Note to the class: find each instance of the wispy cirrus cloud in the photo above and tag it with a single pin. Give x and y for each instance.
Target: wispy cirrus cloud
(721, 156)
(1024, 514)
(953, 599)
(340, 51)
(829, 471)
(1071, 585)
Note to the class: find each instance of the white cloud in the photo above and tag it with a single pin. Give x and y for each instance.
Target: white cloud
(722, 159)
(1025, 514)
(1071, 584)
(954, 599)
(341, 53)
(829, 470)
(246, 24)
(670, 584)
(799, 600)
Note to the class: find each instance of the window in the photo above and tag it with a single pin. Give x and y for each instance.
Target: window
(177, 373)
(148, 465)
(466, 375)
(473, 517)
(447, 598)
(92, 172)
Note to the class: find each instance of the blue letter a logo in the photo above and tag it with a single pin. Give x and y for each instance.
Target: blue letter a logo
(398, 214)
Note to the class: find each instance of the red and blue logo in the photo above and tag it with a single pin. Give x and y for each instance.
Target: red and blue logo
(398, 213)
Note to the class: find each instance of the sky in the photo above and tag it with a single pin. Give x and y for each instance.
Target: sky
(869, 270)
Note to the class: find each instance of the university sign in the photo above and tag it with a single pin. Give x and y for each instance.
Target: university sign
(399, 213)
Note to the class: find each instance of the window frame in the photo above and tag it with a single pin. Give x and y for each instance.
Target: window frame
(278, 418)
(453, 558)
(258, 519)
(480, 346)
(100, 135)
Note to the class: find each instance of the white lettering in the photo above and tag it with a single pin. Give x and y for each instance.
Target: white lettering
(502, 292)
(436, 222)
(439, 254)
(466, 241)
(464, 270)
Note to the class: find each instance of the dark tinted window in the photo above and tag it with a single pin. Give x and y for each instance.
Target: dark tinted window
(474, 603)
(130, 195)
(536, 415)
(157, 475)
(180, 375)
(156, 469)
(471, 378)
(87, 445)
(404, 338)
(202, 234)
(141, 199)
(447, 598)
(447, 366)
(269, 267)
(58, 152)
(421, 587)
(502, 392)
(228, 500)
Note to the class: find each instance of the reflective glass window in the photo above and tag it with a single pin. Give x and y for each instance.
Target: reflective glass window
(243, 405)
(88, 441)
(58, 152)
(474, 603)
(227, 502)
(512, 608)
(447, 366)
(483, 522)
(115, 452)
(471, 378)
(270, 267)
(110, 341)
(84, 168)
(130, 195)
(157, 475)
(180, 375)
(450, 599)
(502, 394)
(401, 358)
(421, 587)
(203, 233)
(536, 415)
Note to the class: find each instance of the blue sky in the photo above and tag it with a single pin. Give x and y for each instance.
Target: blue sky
_ _ _ _ _ _ _
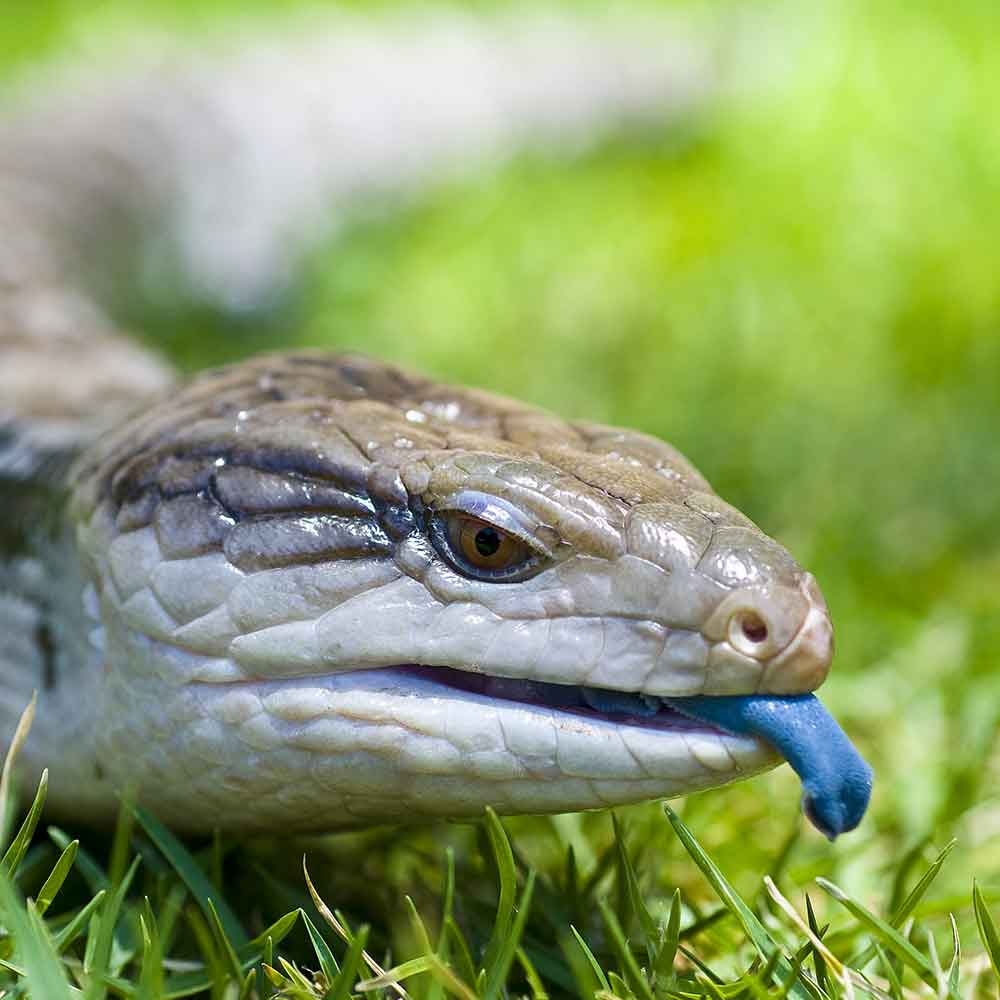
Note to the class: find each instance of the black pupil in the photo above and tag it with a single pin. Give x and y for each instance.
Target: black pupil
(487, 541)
_ _ _ _ _ _ _
YOUR OBJECTIVE: Look above for the line that contains "Target: window frame". Starting there, transcribe every line exactly until you have copied the line that contains "Note to the class: find each instance of the white lettering".

SOLVED PROBLEM:
Target: window frame
(278, 418)
(453, 558)
(258, 519)
(480, 346)
(100, 135)
Note to the class: find each instance of the white lettering in the photo above and tag it with a single pin. Give x and y for each instance.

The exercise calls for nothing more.